■ **EXERCISE GOAL**
List every line in the rows below that contains the word "banner", copying each one word for word.

■ **GIVEN INFORMATION**
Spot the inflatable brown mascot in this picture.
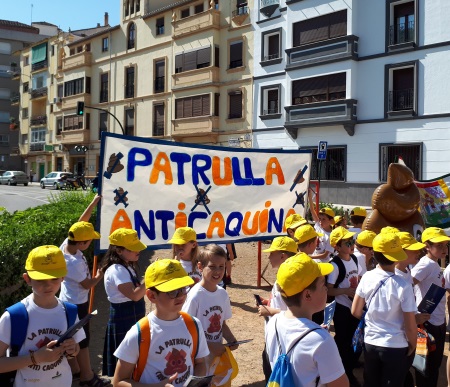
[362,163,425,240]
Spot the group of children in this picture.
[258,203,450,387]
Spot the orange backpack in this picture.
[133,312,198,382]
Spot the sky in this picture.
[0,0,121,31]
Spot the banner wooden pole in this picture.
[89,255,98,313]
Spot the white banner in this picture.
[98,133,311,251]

...

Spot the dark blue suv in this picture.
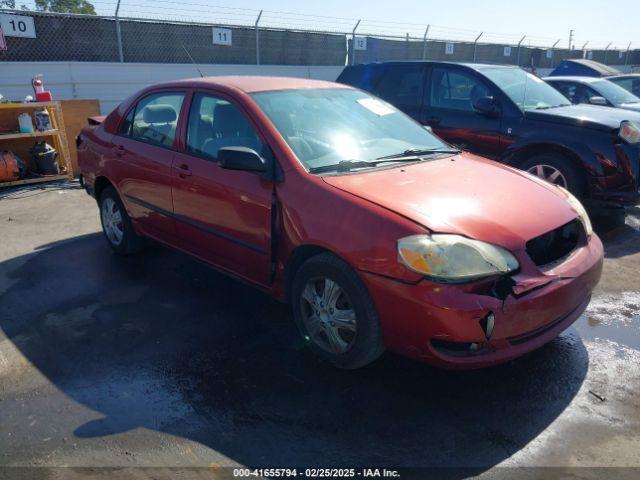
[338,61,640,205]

■ **RESPONSE TO THIS EXERCISE**
Spot the banner wooden pole in this picture.
Spot the white banner in this picture.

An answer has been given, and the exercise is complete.